EXTRACT:
******

Ride Report: Bethpage 300k.

Somewhere on Long Island

At 6:00 AM Saturday I started the Long Island Randonneurs’ Bethpage 300k–my first 300k, and my longest-ever ride. I managed to finish a bit after midnight.

I did not do a great job of preparing for this ride. I hadn’t ridden much since the 200k in June: one 87-mile ride and a lot of puttering around the city. I tried to ensure that I’d sleep well in the week before the ride, avoiding alcohol completely and turning in early, but I slept fitfully all week anyway–perhaps it was this awful, muggy heatwave we are enduring in NYC right now, or maybe I was just nervous.

I also struggled with an especially stupid technical problem as I tried to prepare my bike for the ride. I run Compass Chinook Pass (700cx28mm) tires on my Velo Orange Randonneur; they’re great tires, but mine were worn out. I was experiencing increasingly-frequent flats and there was some cracking visible on the sidewall, and a few sketchy-looking spots of abrasion. I had ordered a new pair from Compass in order to start this ride with fresh tires, but try as I might, I could not get the new tires mounted on my rims (the same rims I’d previously mounted multiple new Chinook Pass tires on with no problems). I tried lubricating the rim/tire interface, I tried the Kool Stop tire bead jack–nothing worked. I simply could not get the last bit of tire bead over the rim. I finally ended up posting to the Internet-BOB listserv, where it turned out that several other people had had similar problems with newer Chinook Pass tires. Finally Jan Heine explained that there was a “new shape of the rubber surrounding the bead”; he believes this is causing problems with some rims (like mine) which don’t have much of a central “trough.” At any rate, I knew that even if I managed to muscle these tires into place somehow, I would likely have problems fixing a flat on the road, so at the last minute I re-mounted the old tires, brought three spare tubes, and crossed my fingers. (In the event, I had one flat; with the old tires it was a matter of minutes to swap out the tube.)

The night before the ride was no more auspicious. Due to the early start, I stayed at a nearby hotel with M–. But I procrastinated on packing the bike and had to rush to catch the train at the last minute, missing dinner (and losing my sunscreen en route). We then had difficulty finding food near the hotel and ended up eating passable Indian delivery at 11:30–hours after I’d hoped to be sound asleep.

I rode most of the way with Stuart, a randonneur I’d met earlier in the season on the Jones Beach Populaire. For a while we rode with Dan, a two-time ancien, and were regaled with stories of Paris-Brest-Paris and London-Edinburgh-London. But after the first manned control we went on by ourselves. The weather was hot and humid, and it was a struggle to stay hydrated.

******

GIVEN RECORDS:

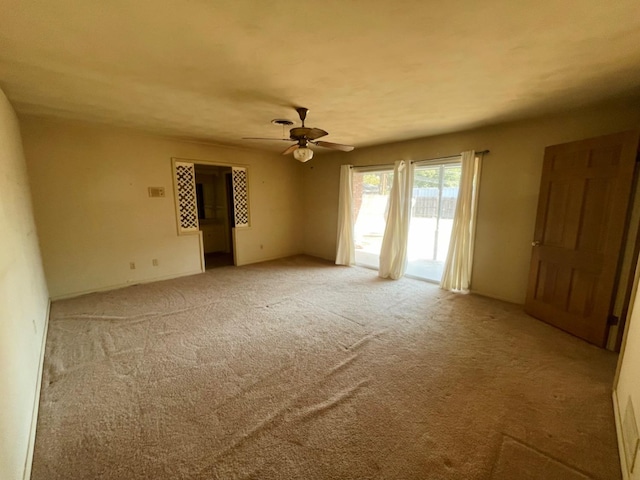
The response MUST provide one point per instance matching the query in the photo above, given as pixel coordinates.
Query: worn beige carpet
(297, 369)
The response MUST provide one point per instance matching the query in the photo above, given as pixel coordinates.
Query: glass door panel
(370, 205)
(435, 192)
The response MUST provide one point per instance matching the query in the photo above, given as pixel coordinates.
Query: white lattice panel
(240, 196)
(186, 199)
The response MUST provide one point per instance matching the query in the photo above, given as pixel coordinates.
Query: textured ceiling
(369, 71)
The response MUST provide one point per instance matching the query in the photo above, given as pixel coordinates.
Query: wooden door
(580, 226)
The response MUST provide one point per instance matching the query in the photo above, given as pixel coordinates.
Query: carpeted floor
(297, 369)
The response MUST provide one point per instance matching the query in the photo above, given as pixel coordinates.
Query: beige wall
(23, 303)
(508, 189)
(628, 385)
(94, 215)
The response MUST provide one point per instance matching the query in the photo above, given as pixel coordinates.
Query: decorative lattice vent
(186, 197)
(240, 196)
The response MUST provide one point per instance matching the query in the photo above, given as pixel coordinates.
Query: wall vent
(186, 203)
(240, 196)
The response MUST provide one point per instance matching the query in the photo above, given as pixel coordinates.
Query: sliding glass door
(435, 192)
(370, 204)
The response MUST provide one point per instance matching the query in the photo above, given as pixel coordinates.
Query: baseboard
(36, 401)
(618, 421)
(123, 285)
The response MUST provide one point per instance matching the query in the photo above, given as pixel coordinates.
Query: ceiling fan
(303, 136)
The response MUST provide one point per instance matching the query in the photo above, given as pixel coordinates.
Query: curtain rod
(383, 165)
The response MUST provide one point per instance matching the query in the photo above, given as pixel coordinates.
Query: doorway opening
(215, 214)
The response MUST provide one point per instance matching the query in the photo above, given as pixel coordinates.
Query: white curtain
(346, 251)
(457, 268)
(393, 253)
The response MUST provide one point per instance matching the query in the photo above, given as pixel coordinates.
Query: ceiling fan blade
(291, 149)
(315, 133)
(261, 138)
(334, 146)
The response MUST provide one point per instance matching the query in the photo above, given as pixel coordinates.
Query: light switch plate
(156, 191)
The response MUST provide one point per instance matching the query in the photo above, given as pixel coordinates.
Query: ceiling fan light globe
(303, 154)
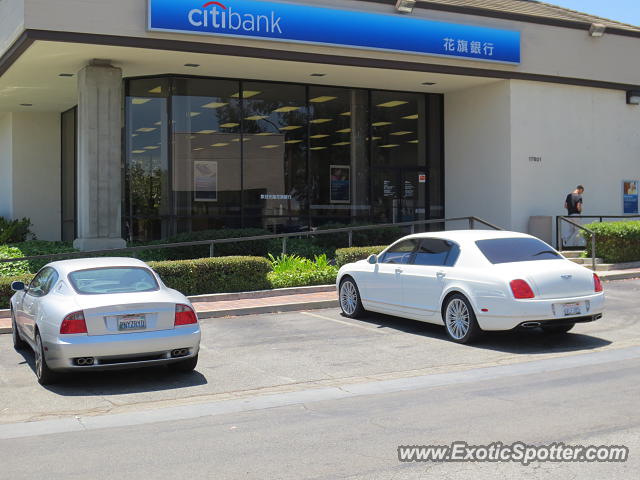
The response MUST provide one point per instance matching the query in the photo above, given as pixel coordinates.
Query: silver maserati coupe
(102, 313)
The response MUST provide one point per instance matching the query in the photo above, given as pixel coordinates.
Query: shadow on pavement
(118, 382)
(526, 342)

******

Copy the ride report starting at "Ride Report: Bethpage" and ending at "bit after midnight.", substituting "Sunday" for every "Saturday". Rely only on the ride report for what comes next, not on the data.

Ride Report: Bethpage 300k.

Somewhere on Long Island

At 6:00 AM Sunday I started the Long Island Randonneurs’ Bethpage 300k–my first 300k, and my longest-ever ride. I managed to finish a bit after midnight.